Additionally, genomic data may be collected from a wide variety of sources using the information in the data table. For example, scoring microarray or sequencing data for each interval listed in the data table.
This module uses an object-oriented interface. Many of the methods and API will be familiar to users of Bio::Perl.
- Bio::ToolBox::Data::Feature
-
This is the object class for working with individual rows in a table of data. It provides a number of conventions for working with the rows in a standard fashion, for example returning the start column value regardless of which column it is or whether the table is bed or gff or an arbitrary text file. A number of convenience methods are present for collecting data from data files. This module is not used directly by the user, but its objects are returned when using Bio::ToolBox::Data iterators.
- Annotation parsers
-
Included are two generic parsers for loading an entire genome-worth of annotation into memory within a reasonably short amount of time.
- Bio::ToolBox::parser::gff
-
This parses both GTF and GFF3 file formats. Unlike many other GFF parsers that work line-by-line only, this maintains parent and child hierarchical relationships as parent feature and child subfeatures. To further maintain control and reduce unnecessary parsing, unwanted feature types can be selectively skipped.
- Bio::ToolBox::parser::ucsc
-
This parses various UCSC file formats, including different refFlat, GenePred, and knownGene flavors. Genes, transcripts, and exons are assembled into hierarchical child-parent relationships as desired.
- Bio::ToolBox::SeqFeature
-
This is a fast, lean, simple object class for representing genomic features. It supports, for the most part, the Bio::SeqFreatureI and Bio::RangeI API interface without the dependencies. It uses an unorthodox blessed-array object structure, which provides measurable improvements in memory consumption and speed when loading thousands of annotated SeqFeature objects (think hg19 or hg38 annotation).
- Bio::ToolBox::GeneTools
-
This is a collection of exportable functions for working with Bio::SeqFeatureI compliant objects representing genes and transcripts. It works with objects derived from one of the "Annotation parsers" or a Bio::DB::SeqFeature::Store database. The functions make hard things easy, such as identifying whether a transcript is coding or not (is it encoded in the
primary_tag
orsource_tag
or GFF attribute or does it haveCDS
subfeatures?), or identify the alternative exons or introns of a multi-transcript gene, or pull out the 5' UTR (which is likely not explicitly defined in the table).
SCRIPTS
The BioToolBox package comes complete with a suite of high-quality production-ready scripts ready for a variety of analyses. Look in the scripts folder for details. A sampling of what can be done include the following:
Annotated feature collection and selection
Data collection and scoring for features
Data file format manipulation and conversion
Low-level processing of sequencing data into customizable wig representation
Scripts have built-in documentation. Execute the script without any options to print a synopsis of available options, or add
--help
to print the full documentation.
REPOSITORY
Source code for the Bio::ToolBox package is maintained at https://github.com/tjparnell/biotoolbox/.
Bugs and issues should be submitted at https://github.com/tjparnell/biotoolbox/issues.
SEE ALSO
Bio::Perl, Bio::DB::SeqFeature::Store, Bio::SeqFeatureI, Bio::DB::BigWig, Bio::DB::BigBed, Bio::DB::Sam, Bio::DB::HTS, Bio::DB::USeq, Bio::ViennaNGS
AUTHOR
Timothy J. Parnell, PhD
Dept of Oncological Sciences
Huntsman Cancer Institute
University of Utah
Salt Lake City, UT, 84112
LICENSE
This package is free software; you can redistribute it and/or modify it under the terms of the Artistic License 2.0.

• Data under study:
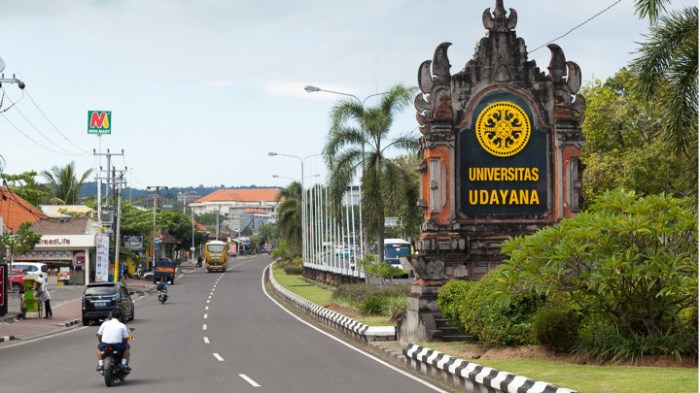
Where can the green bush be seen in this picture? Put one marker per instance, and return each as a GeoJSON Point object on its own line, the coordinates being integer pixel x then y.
{"type": "Point", "coordinates": [388, 300]}
{"type": "Point", "coordinates": [357, 293]}
{"type": "Point", "coordinates": [496, 320]}
{"type": "Point", "coordinates": [556, 328]}
{"type": "Point", "coordinates": [610, 343]}
{"type": "Point", "coordinates": [372, 305]}
{"type": "Point", "coordinates": [450, 297]}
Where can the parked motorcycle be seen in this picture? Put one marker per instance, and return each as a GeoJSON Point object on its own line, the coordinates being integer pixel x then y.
{"type": "Point", "coordinates": [162, 296]}
{"type": "Point", "coordinates": [113, 370]}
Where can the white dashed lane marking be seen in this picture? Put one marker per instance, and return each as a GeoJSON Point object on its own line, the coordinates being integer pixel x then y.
{"type": "Point", "coordinates": [249, 380]}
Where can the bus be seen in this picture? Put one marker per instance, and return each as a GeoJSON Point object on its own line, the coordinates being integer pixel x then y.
{"type": "Point", "coordinates": [394, 249]}
{"type": "Point", "coordinates": [215, 255]}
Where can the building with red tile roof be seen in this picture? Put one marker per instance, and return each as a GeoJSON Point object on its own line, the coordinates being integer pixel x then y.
{"type": "Point", "coordinates": [14, 210]}
{"type": "Point", "coordinates": [231, 204]}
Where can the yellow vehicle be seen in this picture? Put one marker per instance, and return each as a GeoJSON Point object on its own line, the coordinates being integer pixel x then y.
{"type": "Point", "coordinates": [215, 257]}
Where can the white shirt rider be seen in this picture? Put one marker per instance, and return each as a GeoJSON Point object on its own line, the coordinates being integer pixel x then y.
{"type": "Point", "coordinates": [113, 331]}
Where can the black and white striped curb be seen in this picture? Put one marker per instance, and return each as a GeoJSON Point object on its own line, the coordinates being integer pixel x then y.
{"type": "Point", "coordinates": [348, 325]}
{"type": "Point", "coordinates": [471, 376]}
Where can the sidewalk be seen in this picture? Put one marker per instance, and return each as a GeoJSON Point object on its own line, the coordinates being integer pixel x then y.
{"type": "Point", "coordinates": [66, 304]}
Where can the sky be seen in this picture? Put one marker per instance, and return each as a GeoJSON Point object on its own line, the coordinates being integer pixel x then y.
{"type": "Point", "coordinates": [200, 91]}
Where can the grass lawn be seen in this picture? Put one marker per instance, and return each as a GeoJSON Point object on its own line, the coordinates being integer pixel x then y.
{"type": "Point", "coordinates": [583, 378]}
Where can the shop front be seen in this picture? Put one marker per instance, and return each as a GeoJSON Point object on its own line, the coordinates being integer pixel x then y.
{"type": "Point", "coordinates": [67, 256]}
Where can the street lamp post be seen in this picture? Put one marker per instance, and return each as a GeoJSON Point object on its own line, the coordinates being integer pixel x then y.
{"type": "Point", "coordinates": [315, 89]}
{"type": "Point", "coordinates": [303, 200]}
{"type": "Point", "coordinates": [155, 205]}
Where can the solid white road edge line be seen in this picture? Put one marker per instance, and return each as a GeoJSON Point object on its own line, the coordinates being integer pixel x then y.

• Set of tasks:
1) Rewrite the part of the Bio::ToolBox documentation starting at "Additionally, genomic data" and ending at "using Bio::ToolBox::Data iterators.", swapping "data table" for "feature table".
2) According to the Bio::ToolBox documentation, which two file formats does Bio::ToolBox::parser::gff parse?

• Results of the exercise:
1)
Additionally, genomic data may be collected from a wide variety of sources using the information in the feature table. For example, scoring microarray or sequencing data for each interval listed in the feature table.
This module uses an object-oriented interface. Many of the methods and API will be familiar to users of Bio::Perl.
- Bio::ToolBox::Data::Feature
-
This is the object class for working with individual rows in a table of data. It provides a number of conventions for working with the rows in a standard fashion, for example returning the start column value regardless of which column it is or whether the table is bed or gff or an arbitrary text file. A number of convenience methods are present for collecting data from data files. This module is not used directly by the user, but its objects are returned when using Bio::ToolBox::Data iterators.

2) GTF and GFF3.